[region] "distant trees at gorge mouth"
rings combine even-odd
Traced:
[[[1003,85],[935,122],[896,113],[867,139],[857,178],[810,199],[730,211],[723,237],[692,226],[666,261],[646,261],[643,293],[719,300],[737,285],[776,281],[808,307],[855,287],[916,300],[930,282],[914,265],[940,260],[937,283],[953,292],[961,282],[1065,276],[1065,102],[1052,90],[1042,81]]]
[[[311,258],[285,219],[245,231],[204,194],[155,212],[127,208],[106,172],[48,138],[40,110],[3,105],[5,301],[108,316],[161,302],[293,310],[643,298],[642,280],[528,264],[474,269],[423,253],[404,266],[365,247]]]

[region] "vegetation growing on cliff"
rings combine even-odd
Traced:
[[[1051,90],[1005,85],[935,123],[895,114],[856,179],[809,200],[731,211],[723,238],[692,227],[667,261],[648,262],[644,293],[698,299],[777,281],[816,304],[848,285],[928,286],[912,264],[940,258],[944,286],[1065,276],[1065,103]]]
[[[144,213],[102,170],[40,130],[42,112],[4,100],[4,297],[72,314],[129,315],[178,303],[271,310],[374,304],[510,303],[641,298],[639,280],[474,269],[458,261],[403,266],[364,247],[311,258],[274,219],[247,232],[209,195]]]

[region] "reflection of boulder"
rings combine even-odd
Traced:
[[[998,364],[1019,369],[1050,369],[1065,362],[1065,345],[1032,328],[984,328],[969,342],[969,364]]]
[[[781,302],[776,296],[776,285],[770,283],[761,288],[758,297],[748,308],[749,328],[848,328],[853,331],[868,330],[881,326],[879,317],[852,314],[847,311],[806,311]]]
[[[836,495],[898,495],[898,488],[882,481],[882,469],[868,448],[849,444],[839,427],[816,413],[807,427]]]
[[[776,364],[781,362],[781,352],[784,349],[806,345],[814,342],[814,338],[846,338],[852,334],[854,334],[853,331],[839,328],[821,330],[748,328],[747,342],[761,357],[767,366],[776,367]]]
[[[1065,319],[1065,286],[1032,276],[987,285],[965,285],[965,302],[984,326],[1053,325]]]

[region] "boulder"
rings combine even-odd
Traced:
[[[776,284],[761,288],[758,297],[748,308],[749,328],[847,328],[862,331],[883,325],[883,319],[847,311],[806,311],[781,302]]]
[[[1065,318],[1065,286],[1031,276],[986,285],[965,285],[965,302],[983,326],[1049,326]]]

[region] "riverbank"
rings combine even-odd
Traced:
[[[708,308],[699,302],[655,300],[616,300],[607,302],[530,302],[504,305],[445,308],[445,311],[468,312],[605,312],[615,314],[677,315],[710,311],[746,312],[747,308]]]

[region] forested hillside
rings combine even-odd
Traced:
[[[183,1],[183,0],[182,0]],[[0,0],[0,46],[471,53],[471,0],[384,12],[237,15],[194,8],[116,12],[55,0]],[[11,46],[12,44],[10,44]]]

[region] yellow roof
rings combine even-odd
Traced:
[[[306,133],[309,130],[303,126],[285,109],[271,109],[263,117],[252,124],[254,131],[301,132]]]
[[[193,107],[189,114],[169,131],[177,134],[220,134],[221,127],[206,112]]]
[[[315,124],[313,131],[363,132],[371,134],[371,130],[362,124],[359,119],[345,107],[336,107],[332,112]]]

────────────────

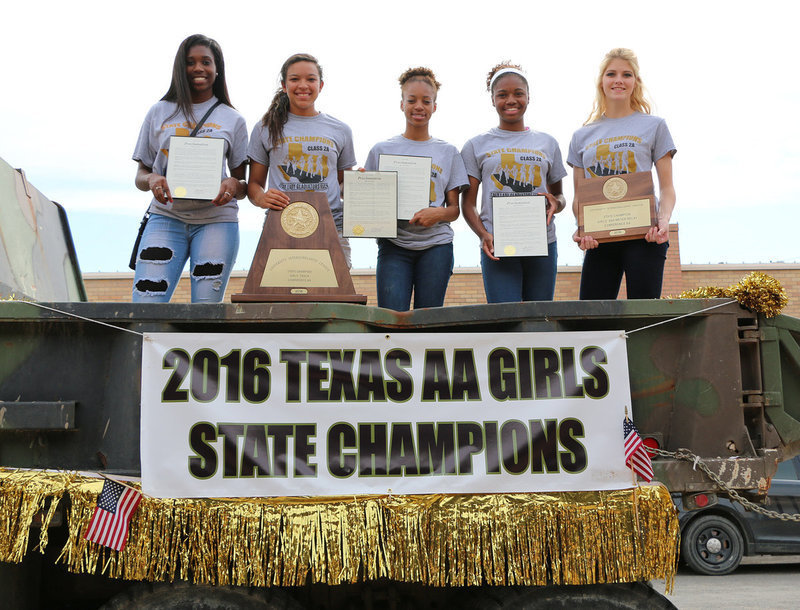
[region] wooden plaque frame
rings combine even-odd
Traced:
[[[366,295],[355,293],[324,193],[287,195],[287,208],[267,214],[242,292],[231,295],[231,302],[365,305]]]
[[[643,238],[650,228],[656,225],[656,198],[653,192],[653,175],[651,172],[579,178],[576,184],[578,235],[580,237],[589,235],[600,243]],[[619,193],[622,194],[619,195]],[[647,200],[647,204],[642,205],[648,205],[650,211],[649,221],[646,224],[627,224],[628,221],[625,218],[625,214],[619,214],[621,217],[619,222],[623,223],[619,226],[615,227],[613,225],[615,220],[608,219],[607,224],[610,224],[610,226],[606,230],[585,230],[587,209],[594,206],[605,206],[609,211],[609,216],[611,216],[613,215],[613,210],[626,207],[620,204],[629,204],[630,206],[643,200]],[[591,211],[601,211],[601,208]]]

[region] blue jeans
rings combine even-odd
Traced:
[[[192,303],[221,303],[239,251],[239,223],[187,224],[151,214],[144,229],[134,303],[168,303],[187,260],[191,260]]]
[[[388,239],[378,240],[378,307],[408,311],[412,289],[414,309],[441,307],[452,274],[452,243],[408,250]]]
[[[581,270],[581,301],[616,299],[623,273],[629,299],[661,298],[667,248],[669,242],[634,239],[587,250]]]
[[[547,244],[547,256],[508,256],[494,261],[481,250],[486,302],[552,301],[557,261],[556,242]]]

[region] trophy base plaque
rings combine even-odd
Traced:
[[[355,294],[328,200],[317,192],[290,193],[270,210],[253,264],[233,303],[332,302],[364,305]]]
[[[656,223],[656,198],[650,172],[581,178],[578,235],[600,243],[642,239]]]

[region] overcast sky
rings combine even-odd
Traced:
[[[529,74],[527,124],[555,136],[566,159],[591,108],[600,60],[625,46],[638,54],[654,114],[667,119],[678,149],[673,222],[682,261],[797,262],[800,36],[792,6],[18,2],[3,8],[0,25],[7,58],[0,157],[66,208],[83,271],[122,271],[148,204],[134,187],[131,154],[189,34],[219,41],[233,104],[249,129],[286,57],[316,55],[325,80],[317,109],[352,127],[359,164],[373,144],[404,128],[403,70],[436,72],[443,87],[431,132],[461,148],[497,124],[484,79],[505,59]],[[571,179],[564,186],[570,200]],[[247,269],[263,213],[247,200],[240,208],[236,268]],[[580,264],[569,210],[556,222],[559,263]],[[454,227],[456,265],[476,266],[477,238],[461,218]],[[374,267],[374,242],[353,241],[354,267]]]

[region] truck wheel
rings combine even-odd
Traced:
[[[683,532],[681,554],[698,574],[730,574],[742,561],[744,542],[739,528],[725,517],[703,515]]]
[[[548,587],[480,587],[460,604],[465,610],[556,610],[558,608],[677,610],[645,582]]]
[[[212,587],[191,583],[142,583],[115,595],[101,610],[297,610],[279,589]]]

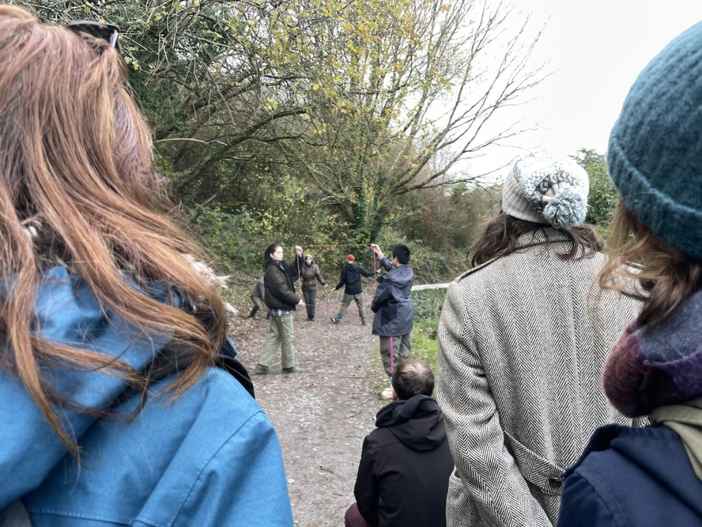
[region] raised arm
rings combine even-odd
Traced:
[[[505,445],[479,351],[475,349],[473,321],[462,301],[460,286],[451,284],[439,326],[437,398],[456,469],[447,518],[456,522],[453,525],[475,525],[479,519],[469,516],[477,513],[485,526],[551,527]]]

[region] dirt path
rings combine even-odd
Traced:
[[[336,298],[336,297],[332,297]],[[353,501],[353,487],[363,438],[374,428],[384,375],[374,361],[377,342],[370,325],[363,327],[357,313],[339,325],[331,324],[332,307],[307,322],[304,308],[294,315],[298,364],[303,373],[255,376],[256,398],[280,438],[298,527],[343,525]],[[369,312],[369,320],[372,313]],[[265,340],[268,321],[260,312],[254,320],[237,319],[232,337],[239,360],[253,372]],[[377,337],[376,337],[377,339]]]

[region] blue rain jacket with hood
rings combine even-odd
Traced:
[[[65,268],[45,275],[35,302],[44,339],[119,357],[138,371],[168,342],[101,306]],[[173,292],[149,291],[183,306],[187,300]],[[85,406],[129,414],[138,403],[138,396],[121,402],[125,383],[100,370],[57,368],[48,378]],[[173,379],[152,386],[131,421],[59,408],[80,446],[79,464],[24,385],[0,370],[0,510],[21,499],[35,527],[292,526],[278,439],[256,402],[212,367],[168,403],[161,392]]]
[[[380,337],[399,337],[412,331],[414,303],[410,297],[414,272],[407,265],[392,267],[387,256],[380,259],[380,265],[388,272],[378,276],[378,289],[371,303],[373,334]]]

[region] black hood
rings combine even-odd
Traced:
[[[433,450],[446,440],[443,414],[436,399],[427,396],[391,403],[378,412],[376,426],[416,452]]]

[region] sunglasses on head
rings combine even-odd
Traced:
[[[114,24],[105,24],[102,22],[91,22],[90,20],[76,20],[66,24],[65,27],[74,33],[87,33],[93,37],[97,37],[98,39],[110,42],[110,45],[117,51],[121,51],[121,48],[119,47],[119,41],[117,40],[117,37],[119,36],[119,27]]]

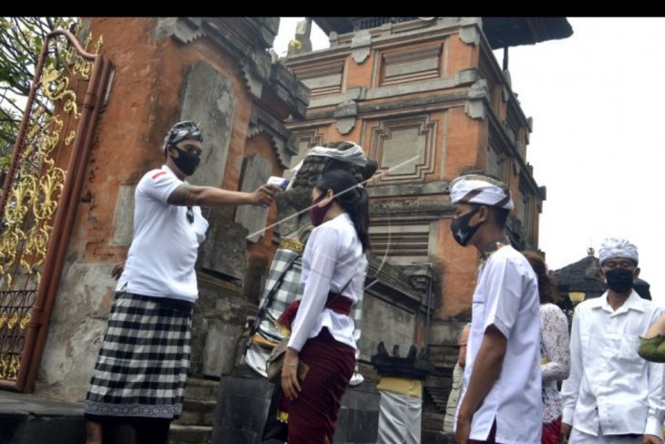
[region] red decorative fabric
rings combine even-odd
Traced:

────────────────

:: Exercise brief ::
Please extract every line of the data above that contains the word "hood". Matches are case-sensitive.

:: Written answer ::
[region] blue rain jacket with hood
[region] black hood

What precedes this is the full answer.